Provided entries>
________

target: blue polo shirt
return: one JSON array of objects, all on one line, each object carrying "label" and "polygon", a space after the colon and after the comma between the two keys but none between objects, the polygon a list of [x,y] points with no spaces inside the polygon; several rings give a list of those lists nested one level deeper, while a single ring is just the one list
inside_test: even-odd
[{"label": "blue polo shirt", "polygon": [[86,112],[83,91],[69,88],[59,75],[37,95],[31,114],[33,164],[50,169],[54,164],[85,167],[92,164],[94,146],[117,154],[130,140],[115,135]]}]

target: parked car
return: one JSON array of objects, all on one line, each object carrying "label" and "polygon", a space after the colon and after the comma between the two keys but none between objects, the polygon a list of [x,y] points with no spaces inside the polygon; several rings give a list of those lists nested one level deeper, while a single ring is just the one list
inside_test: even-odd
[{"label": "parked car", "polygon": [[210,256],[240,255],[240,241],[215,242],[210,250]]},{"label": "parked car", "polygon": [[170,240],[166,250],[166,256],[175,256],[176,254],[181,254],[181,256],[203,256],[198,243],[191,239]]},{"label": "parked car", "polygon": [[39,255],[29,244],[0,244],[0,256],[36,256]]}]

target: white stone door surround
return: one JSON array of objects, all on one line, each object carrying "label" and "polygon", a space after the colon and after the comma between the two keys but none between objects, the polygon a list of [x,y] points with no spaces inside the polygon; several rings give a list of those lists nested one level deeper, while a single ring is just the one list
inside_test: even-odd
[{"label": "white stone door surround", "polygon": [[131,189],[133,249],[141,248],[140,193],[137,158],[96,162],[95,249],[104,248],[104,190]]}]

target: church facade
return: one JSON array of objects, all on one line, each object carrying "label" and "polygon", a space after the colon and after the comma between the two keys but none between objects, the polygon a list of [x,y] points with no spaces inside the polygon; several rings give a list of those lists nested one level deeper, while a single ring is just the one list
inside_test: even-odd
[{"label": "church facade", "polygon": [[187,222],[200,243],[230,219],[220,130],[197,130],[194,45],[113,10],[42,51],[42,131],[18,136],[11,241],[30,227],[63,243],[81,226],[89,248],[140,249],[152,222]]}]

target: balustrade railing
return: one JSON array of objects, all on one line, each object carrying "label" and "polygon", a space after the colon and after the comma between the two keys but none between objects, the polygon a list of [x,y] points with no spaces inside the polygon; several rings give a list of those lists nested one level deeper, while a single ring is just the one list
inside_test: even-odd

________

Problem to work on> Duplicate the entries in the stretch from the line containing "target: church facade" through the end of the entries.

Finished exercise>
target: church facade
return: one JSON array of objects, all on one line, each object carrying "label" and "polygon", a space after the colon and after the comma between the two keys but none between objects, the polygon a list of [x,y] points with no spaces inside the polygon; several rings give a list of those lists nested one level deeper, while a single ring is just the one list
inside_test: even-odd
[{"label": "church facade", "polygon": [[187,222],[200,243],[230,219],[220,130],[197,130],[194,45],[113,10],[42,51],[42,131],[18,136],[11,241],[30,227],[63,243],[81,226],[89,248],[140,249],[152,222]]}]

target: balustrade railing
return: one JSON array of objects, all on one line, each object carrying "label" and "polygon", a space after the colon and after the comma between the two keys but none between objects, the polygon a list of [x,y] points with no spaces inside the polygon; several rings give a list of those lists nested one level deeper, while a single ring is just the one list
inside_test: even-odd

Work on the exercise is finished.